** 出題 A **
利己愛を扱った本文のうち、「残念なことに」で始まる段落の文を、出てくる順にすべて書き出すこと。
** 出題 B **
利己愛を扱った本文を、最後の段落に続けて書き進めること。

(3)利己愛の実態

――霊的成長を妨げる偽りの愛の現実

残念なことに現在の地上世界は、利己愛によって支配されています。利他愛の実践を心がけている人は、ごく少数です。人々は利他愛の大切さや重要性を理屈のうえでは知っていますが、それを実践しようとはしません。そのため利他愛は、現在まで理想のままにとどまってきました。

私たちスピリチュアリストが目指さなければならないのは、「利他愛の実践」です。その利他愛の実践に先立って、真の利他愛とはどのようなものであるのかを、できるだけ日常の生活レベルの視点から学んでおく必要があります。そのためには、利他愛とは反対の利己愛について知っておかなければなりません。

** 資料一覧 **

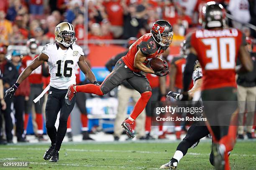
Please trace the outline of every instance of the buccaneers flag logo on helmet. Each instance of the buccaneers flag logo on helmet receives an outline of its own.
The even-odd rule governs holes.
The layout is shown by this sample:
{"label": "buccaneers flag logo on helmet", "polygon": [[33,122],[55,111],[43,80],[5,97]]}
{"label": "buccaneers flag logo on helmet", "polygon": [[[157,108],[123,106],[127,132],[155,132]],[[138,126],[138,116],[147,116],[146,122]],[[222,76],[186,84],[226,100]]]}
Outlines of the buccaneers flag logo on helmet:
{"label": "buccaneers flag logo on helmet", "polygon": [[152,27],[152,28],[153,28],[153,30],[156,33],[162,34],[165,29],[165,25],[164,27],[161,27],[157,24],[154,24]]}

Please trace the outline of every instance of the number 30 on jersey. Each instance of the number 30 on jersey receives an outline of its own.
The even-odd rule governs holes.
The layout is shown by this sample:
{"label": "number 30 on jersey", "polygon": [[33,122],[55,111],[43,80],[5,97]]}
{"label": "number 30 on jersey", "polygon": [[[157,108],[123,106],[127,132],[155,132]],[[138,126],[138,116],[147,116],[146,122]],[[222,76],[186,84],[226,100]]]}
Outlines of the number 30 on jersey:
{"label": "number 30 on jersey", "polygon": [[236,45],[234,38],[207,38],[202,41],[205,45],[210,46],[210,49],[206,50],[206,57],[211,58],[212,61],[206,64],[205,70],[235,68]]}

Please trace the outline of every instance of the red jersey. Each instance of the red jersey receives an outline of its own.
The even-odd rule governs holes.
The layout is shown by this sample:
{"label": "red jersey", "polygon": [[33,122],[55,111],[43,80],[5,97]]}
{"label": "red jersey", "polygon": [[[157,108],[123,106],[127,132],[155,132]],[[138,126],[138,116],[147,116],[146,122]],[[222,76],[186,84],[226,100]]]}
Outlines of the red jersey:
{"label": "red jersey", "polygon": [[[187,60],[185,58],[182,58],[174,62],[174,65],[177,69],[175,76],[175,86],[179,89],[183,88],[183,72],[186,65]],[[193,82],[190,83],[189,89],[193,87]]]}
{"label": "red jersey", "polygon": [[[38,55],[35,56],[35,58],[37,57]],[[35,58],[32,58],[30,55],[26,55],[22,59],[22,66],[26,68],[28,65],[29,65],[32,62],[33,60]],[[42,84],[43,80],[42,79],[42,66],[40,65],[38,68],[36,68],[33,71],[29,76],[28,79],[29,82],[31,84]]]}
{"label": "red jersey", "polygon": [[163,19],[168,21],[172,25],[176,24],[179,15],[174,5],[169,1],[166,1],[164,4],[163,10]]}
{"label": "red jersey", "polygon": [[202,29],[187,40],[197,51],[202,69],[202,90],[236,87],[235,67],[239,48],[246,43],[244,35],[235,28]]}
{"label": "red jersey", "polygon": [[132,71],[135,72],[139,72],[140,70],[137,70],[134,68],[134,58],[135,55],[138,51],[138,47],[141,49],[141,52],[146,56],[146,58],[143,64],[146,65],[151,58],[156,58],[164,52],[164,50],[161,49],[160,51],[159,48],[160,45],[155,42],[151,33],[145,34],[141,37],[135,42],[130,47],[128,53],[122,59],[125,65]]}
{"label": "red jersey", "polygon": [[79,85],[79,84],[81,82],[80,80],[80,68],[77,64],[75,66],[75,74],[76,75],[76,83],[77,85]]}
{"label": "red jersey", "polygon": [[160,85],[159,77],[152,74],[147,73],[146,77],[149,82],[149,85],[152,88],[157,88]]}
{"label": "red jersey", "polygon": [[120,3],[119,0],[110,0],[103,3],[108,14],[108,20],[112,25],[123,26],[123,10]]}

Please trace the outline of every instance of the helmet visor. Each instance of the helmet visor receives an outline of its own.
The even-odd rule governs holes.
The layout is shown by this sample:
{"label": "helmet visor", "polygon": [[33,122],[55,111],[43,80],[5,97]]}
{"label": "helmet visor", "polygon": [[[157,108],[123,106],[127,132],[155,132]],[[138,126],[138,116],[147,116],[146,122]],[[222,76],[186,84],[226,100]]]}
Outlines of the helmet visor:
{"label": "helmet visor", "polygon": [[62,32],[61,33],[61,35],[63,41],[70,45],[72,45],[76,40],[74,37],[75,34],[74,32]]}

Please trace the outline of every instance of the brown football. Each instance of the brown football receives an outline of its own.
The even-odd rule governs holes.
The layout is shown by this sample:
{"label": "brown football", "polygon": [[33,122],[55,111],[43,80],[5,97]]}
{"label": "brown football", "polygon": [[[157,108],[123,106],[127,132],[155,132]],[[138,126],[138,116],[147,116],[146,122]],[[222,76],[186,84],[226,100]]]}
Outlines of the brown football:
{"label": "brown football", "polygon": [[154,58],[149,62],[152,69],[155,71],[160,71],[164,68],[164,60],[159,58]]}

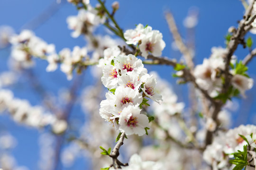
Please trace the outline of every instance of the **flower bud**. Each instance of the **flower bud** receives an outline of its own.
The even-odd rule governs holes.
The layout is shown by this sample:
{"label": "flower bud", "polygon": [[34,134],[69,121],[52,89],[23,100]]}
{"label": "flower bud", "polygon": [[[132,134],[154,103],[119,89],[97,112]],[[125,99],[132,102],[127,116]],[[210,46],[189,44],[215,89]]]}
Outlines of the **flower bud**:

** 解答例 A **
残念なことに現在の地上世界は、利己愛によって支配されています。
利他愛の実践を心がけている人は、ごく少数です。
人々は利他愛の大切さや重要性を理屈のうえでは知っていますが、それを実践しようとはしません。
そのため利他愛は、現在まで理想のままにとどまってきました。

** 解答例 B **
地上人の霊的成長にとって「利己愛」は、まさに“敵”と言えます。地上人は利己愛の実態を知ることによって、利他愛について深く理解することができるようになります。また、利己愛に支配されている人々の現状について知っておくことは、利他愛を実践するうえで生じてくる障害に対して、前もって闘いの準備をすることにもなります。

利他愛を目指しながらも実際には、多くの人々が利己愛の中に埋没しています。いつの間にか利己愛に陥ってしまっています。地上人にとって利他愛の実践は、とても難しいことなのです。利己愛に対する判断力を養わずに、自分自身の心と行動を高く保つことはできません。そうした意味からここでは「利己愛」の実態と、それに支配されている人々の現状について見ていくことにします。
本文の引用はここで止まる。